ВЫБРАННЫЙ ОТРЫВОК:
+---+

Книга: О святом благоверном князе Александре Невском
Назад: «Прозревший будущую Россию». Беседа с историком Артемием Ермаковым
Дальше: «Невская битва» и «Ледовое побоище»

Меж двух зол. Исторический выбор Александра Невского

«Сквозь тусклое стекло»

Благословение князя Александра епископом Спиридоном. Миниатюра Лицевого летописного свода XVI в.
В 80-90-е годы прошлого столетия как в западноевропейской, так и российской науке вновь появились попытки переосмыслить значение для истории Руси и, соответственно — России, политику князя Александра Невского, и свести его гражданский и духовный подвиг даже не к рядовому, типичному для князя-воина поступку, а к роковой ошибке, предопределившей «не тот» путь развития средневековой Руси, а затем и России.
Критический анализ деяний Александра Невского дан в книге главы английских историков-славистов профессора Оксфордского университета Джона Феннела «Кризис средневековой Руси. 1200–1304.», вышедшей в свет в 1983 г. в Лондоне (переиздана в переводе на русский язык издательством «Прогресс» в 1989 г.), а также статье И. Н. Данилевского «Один из любимых героев детства» («Знание-сила». 1994. № 7). И. Н. Данилевский пошел еще дальше своего английского коллеги и поставил перед собой задачу развенчать столетиями слагавшийся миф о великом князе Александре Ярославиче.
Остановимся на основных положениях этой работы и начнем цитатой из нее с небольшими комментариями: «Основы мифа об Александре Невском были заложены уже вскоре после смерти знаменитого князя. Приблизительно в восьмидесятые годы XIII столетия начал формироваться культ князя как святого, в чем кровно были заинтересованы его преемники. Тогда и была написана житийная повесть о нем. Основу ее составил рассказ о тех самых сражениях, которые мы так хорошо помним». (С.123), т. е. о Невской битве 15 июля 1240 г. и Ледовом побоище 5 апреля 1242 г. По мнению И. Н. Данилевского, «столкновение на Неве вряд ли можно назвать „битвой“, „схватка в устье Ижоры больше напоминала партизанский рейд по тылам противника, чем большое сражение“ (С.125). „Мифическое восприятие событий“ было закреплено уже в XX веке, когда „новые мифотворцы“ поставили Невскую битву — „один из заурядных… эпизодов истории“ (С. 125), по убеждению И. Н. Данилевского, — „в один ряд с другими битвами — за Москву, под Сталинградом, Курском, за Берлин“. Не стоит преувеличивать, по мысли историка, масштабы „столкновения со шведскими рыцарями“, в котором подвиги новгородцев „выглядят вполне заурядными эпизодами вооруженного столкновения“(С.124) [ср. с мнением Дж. Феннела: „…великая сеча“ была не более чем очередным столкновением между шведскими отрядами и новгородскими оборонительными силами из происходивших время от времени в XIII–XIV веках».(С.143–144)], равно как и Ледовое побоище. На него нарывался сам Александр Ярославич, провоцируя «столкновения с достаточно сильным и опасным для Новгорода и Пскова… противником» (С.126), «в основном воюя… против чюди, ливов, эстов» (С.128).

+---+

ЧТО СДЕЛАТЬ:
A - Кратко перескажите абзац отрывка, который начинается словами «Критический анализ деяний Александра Невского». Сохраните его основные факты.
B - Подхватите изложение отрывка об Александре Невском и напишите абзац, который следует за его последней фразой.
Записи получены из другого источника.

+---+

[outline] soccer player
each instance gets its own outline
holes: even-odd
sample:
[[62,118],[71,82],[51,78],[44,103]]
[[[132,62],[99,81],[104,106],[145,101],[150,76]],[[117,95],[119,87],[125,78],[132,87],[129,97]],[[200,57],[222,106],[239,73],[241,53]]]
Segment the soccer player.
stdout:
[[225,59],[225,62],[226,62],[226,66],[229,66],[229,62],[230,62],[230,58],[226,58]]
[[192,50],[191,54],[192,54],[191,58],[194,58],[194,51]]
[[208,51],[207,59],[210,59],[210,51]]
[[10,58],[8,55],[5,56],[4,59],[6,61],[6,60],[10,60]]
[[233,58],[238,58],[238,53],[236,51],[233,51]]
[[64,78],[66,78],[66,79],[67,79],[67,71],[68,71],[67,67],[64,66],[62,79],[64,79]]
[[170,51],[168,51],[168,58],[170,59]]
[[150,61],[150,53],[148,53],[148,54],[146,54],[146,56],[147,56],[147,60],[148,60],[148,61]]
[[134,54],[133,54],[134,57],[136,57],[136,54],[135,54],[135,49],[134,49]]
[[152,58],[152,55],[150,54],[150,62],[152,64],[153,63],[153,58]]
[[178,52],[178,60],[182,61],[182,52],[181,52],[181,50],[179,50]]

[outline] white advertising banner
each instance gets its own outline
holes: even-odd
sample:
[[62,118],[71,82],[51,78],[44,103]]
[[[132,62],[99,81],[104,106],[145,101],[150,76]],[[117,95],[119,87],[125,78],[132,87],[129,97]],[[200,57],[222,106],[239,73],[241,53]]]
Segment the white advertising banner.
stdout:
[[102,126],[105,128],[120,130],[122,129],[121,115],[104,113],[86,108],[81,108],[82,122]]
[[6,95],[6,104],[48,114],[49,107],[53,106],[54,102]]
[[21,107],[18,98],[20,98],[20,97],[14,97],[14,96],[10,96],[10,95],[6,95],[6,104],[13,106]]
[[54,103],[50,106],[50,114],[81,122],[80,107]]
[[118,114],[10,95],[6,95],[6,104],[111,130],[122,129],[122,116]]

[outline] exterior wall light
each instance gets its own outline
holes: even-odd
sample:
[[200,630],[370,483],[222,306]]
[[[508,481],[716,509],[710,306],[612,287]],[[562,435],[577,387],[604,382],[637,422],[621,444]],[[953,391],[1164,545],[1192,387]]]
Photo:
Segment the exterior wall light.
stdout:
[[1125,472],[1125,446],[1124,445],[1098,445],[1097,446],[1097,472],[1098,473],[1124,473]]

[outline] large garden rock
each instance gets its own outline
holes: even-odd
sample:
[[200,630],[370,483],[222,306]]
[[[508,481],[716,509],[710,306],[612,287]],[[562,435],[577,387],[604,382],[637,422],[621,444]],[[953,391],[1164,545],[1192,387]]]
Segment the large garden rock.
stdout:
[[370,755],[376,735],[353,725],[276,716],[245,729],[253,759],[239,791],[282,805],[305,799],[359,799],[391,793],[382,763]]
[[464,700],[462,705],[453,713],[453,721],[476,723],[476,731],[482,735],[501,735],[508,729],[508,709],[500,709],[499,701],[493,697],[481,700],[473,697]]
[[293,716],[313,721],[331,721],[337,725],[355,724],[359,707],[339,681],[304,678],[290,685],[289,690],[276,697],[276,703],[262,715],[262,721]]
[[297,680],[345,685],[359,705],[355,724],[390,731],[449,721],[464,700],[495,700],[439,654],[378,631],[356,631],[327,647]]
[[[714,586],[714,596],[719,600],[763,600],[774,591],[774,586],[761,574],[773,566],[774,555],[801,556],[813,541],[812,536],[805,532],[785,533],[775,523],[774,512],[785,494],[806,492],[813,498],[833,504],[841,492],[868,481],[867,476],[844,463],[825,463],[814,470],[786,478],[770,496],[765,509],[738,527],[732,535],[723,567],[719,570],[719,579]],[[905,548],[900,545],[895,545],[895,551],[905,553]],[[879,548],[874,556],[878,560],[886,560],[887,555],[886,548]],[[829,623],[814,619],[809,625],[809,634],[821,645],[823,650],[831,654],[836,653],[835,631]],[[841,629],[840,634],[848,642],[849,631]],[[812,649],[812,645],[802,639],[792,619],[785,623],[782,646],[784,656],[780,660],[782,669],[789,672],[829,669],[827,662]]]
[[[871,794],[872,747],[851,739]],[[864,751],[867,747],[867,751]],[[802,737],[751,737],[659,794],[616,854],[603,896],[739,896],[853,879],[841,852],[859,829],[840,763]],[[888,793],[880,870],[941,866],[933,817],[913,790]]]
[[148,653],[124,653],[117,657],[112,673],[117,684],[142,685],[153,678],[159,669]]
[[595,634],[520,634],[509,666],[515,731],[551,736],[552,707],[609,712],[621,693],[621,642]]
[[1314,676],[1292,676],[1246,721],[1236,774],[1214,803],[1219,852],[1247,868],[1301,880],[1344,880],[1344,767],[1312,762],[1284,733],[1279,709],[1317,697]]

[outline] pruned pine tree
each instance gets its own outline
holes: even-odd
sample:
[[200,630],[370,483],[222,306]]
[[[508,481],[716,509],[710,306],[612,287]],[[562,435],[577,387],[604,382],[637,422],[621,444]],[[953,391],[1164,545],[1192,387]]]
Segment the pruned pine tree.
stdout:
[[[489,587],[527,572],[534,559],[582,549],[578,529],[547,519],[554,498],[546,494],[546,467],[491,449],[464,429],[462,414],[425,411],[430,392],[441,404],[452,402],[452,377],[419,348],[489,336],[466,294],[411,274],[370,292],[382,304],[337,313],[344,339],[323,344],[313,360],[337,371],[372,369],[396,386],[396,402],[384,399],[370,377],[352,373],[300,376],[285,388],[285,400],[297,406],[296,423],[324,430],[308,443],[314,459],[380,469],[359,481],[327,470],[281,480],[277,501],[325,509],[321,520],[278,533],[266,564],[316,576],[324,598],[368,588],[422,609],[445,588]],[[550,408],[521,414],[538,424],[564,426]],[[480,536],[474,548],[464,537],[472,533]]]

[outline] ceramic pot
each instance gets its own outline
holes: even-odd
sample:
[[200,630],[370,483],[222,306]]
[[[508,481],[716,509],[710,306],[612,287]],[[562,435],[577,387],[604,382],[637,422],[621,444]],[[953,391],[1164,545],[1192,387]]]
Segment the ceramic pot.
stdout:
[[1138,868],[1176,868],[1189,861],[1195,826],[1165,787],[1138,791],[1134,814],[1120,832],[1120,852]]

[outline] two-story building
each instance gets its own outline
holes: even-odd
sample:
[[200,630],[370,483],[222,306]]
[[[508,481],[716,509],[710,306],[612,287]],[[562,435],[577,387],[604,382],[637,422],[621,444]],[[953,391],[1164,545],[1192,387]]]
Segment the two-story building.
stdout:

+---+

ОТВЕТЫ:
A - Деяния Александра Невского критически разобраны в двух работах. Первая из них — книга Джона Феннела, профессора Оксфордского университета и главы английских историков-славистов, «Кризис средневековой Руси. 1200–1304». Она вышла в Лондоне в 1983 г., а в 1989 г. издательство «Прогресс» выпустило ее в русском переводе. Вторая — статья И. Н. Данилевского «Один из любимых героев детства» («Знание-сила», 1994, № 7). Данилевский пошел дальше английского коллеги и поставил цель развенчать складывавшийся столетиями миф о великом князе Александре Ярославиче.

B -
Прервем цитирование, чтобы по ходу сделать несколько замечаний. Если немецкие рыцари, по мнению И. Н. Данилевского, все-таки были «достаточно сильным и опасным противником», тогда почему же историк так стремится уменьшить значение решающей битвы с ними на льду Чудского озера и в то же время дважды восхищается литовцами, разбившими рыцарей в 1236 и 1410 гг.? Почему эти решительные действия Миндовга и Витовта с Ягайло против Ордена не вызывают такого раздражения, как выступление князя Александра Ярославича? Не потому ли, что Русская земля, в отличие от Литовской, так и не допустила своей оккупации немцами, но «была вынуждена более двух веков тянуть унизительную лямку ордынских „выходов“ и помогать захватчикам порабощать другие народы» (С.132)?
Последнее — намек на совместные походы русских с ордынцами, в том числе и против Литвы, любившей воевать с Русью, но политику князей которой — Миндовга, Витовта и Ягайло — И. Н. Данилевский ставит в пример русским князьям. Еще бы! «…Великий князь Витовт (тот самый, который совместно с Ягайло разгромил в 1410 г. Тевтонский орден) фактически контролировал положение дел в Крыму и в Заволжской Орде, некоторые правители которых даже короновались на ханство (!) в Вильне, а заодно решал вопрос, стоит ли ему посадить „во Орде на царствие царя его Тохтамыша“» (С.132). (Стало быть, и на его, Витовта, совести лежит сожжение «его царем» Тохтамышем в 1382 г. Москвы?)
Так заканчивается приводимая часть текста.